▶ [Auswahl]

Hausierer, Vertreter, Handelsreisende und Raaser“

Ein ausgestorbener Berufszweig:

Hausierer, Vertreter, Handelsreisende und Raaser“

Sogar Chinesen hausierten in Zeil - Ein heimatgeschichtlicher Rückblick von Ludwig Leisentritt

Bilder Unten

Die Händler aus dem Steigerwald und den Haßbergen die einmal in allen Teilen Deutschlands herumzogen, waren oft monatelang mit Pferden und Planwagen wie Zigeuner unterwegs und kehrten erst zum Weihnachtsfest wieder heim. Diese Leute gehörten früher zum Berufszweig der Handelsreisenden die noch vor wenigen Jahrzehnten von Haus zu Haus gingen und Artikel des täglichen Bedarfs feil boten. Man nannte sie auch, Hausierer, Vertreter, Reisende (Raaser), oder auch Kreefrauen welche bei uns den Meerrettich anboten. Das Hausiergewerbe war Jahrhunderte lang verbreitet und für die Bevölkerung zumeist recht nützlich. Hierzu gehörte auch, dass neben den Waren auch Neuigkeiten unter die Leute gebracht worden sind. Unbeliebt war dieser ambulante Handel jedoch für den örtlichen Handel und Gewerbe. 1620 beschwerden sich die Zeiler Metzger, dass Juden „fremds Fleisch herein in die Stadt hausieren tragen, welches vor dies nicht gebräuchlich war“. Zehn Jahre später waren es die hiesigen Bäcker, die sich dagegen wehrten, dass die Haßfurter Bäckerjungen in Zeil hausieren gingen. Offenbar waren deren Waren wegen des höheren Haßfurter Gewichtes begehrter, als die Brote und Brötchen der Zeiler Zunftgenossen. Der Stadtrat verlangte von den Becken – ganz im Sinne der heutigen freien Marktwirtschaft - die Gewichte ihrer Backwaren dem der Haßfurter anzugleichen.

▶ [Zu erledigen] Kannst du den Text über die Hausierer oben vollständig und Wort für Wort zitieren?

▶ [Inhalt des Datensatzes]
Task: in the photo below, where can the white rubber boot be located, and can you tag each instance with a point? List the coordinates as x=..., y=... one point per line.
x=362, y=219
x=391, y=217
--
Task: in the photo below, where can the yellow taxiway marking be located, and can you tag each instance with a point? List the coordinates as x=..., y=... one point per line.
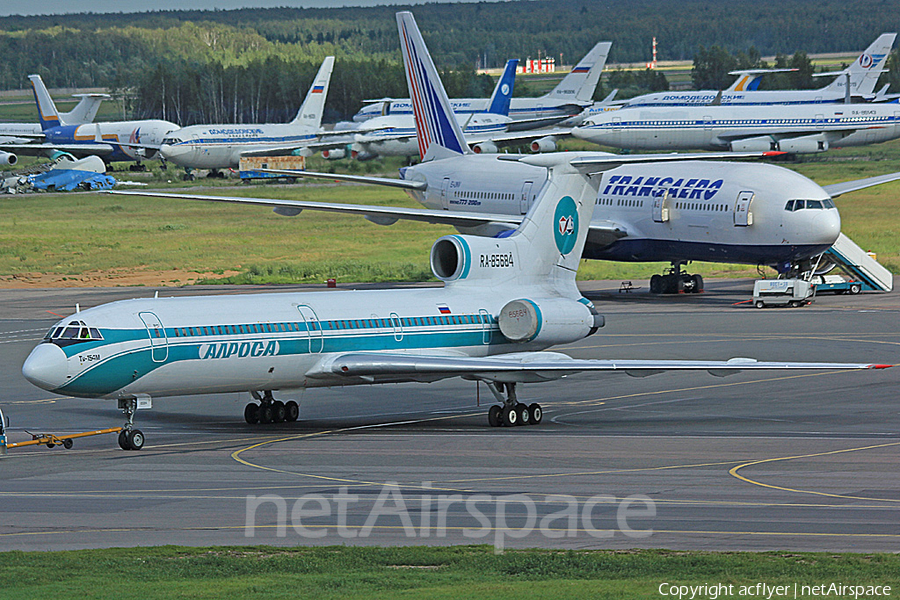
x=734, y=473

▶ [Lösung der Aufgabe]
Hausierer, Vertreter, Handelsreisende und Raaser“

Ein ausgestorbener Berufszweig:

Hausierer, Vertreter, Handelsreisende und Raaser“

Sogar Chinesen hausierten in Zeil - Ein heimatgeschichtlicher Rückblick von Ludwig Leisentritt

Bilder Unten

Die Händler aus dem Steigerwald und den Haßbergen die einmal in allen Teilen Deutschlands herumzogen, waren oft monatelang mit Pferden und Planwagen wie Zigeuner unterwegs und kehrten erst zum Weihnachtsfest wieder heim. Diese Leute gehörten früher zum Berufszweig der Handelsreisenden die noch vor wenigen Jahrzehnten von Haus zu Haus gingen und Artikel des täglichen Bedarfs feil boten. Man nannte sie auch, Hausierer, Vertreter, Reisende (Raaser), oder auch Kreefrauen welche bei uns den Meerrettich anboten. Das Hausiergewerbe war Jahrhunderte lang verbreitet und für die Bevölkerung zumeist recht nützlich. Hierzu gehörte auch, dass neben den Waren auch Neuigkeiten unter die Leute gebracht worden sind. Unbeliebt war dieser ambulante Handel jedoch für den örtlichen Handel und Gewerbe. 1620 beschwerden sich die Zeiler Metzger, dass Juden „fremds Fleisch herein in die Stadt hausieren tragen, welches vor dies nicht gebräuchlich war“. Zehn Jahre später waren es die hiesigen Bäcker, die sich dagegen wehrten, dass die Haßfurter Bäckerjungen in Zeil hausieren gingen. Offenbar waren deren Waren wegen des höheren Haßfurter Gewichtes begehrter, als die Brote und Brötchen der Zeiler Zunftgenossen. Der Stadtrat verlangte von den Becken – ganz im Sinne der heutigen freien Marktwirtschaft - die Gewichte ihrer Backwaren dem der Haßfurter anzugleichen.